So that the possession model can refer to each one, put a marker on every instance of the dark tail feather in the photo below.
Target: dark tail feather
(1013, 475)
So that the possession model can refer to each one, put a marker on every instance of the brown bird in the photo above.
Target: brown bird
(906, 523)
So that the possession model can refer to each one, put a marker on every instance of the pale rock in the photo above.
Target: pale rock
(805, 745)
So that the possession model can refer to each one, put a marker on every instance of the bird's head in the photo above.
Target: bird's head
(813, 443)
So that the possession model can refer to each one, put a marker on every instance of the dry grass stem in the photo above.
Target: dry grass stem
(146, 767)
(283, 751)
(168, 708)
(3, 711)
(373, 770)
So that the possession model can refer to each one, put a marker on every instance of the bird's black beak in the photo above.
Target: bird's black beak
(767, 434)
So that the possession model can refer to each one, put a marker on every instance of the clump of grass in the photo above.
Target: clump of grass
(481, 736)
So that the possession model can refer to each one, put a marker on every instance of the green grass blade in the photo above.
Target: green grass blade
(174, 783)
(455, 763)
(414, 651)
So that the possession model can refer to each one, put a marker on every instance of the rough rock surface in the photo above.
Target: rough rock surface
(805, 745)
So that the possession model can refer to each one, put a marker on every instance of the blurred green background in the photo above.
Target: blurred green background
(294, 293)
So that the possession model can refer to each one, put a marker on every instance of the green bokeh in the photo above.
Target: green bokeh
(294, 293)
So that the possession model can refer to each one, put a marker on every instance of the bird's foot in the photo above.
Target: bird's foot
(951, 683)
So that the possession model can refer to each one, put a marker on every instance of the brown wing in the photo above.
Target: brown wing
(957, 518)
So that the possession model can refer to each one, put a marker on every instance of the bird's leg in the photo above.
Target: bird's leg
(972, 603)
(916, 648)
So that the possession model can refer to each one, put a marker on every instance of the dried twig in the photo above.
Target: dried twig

=-=-=

WHAT NEEDS TO BE DONE:
Write the entries out once more, exactly as given.

EXERCISE RESPONSE:
So that the possession model can refer to each one, put a marker on every instance of the dark tail feather in the photo below.
Target: dark tail feather
(1013, 475)
So that the possession model can refer to each one, put a marker on every instance of the brown bird in the photo above.
Target: brown bird
(906, 523)
So that the possession model can refer to each one, put a marker on every instance of the pale rock in the photo above.
Target: pale rock
(805, 745)
So that the possession model can refer to each one, put a marker on every instance of the bird's head in the photo above.
Target: bird's head
(813, 443)
So that the possession model can refer to each one, put a marker on every instance of the dry grass stem in the photo above.
Target: dry grass stem
(146, 767)
(283, 751)
(168, 708)
(3, 711)
(373, 770)
So that the possession model can refer to each one, put a marker on every instance of the bird's black beak in the photo above.
Target: bird's black beak
(767, 434)
So that the possession model can refer to each one, put a marker on every instance of the clump of grass in the photo above.
Target: clump of grass
(481, 736)
So that the possession model can refer to each one, put a marker on every instance of the green grass blade in the photo above.
Target: green grass blade
(174, 783)
(455, 763)
(414, 651)
So that the possession model can refer to each one, put a marker on every instance of the rough rock surface in the photo above.
Target: rough rock surface
(805, 745)
So that the possession model can refer to each one, put a marker on every instance of the blurred green background in the photo above.
Target: blurred green background
(294, 293)
So that the possession model can refer to each one, put a marker on every instance of the green bokeh in the photo above.
Target: green bokeh
(294, 293)
So that the possession model can refer to each one, put a marker on every instance of the bird's foot in the photo above.
Target: bird's foot
(951, 683)
So that the possession model can refer to each one, put a marker on every instance of the brown wing in the photo above.
Target: brown wing
(957, 518)
So that the possession model can refer to each one, put a marker on every instance of the bird's leg in the photo above.
Target: bird's leg
(972, 603)
(916, 648)
So that the possession model can refer to each one, put a marker on every instance of the dried twig in the photo above.
Target: dried twig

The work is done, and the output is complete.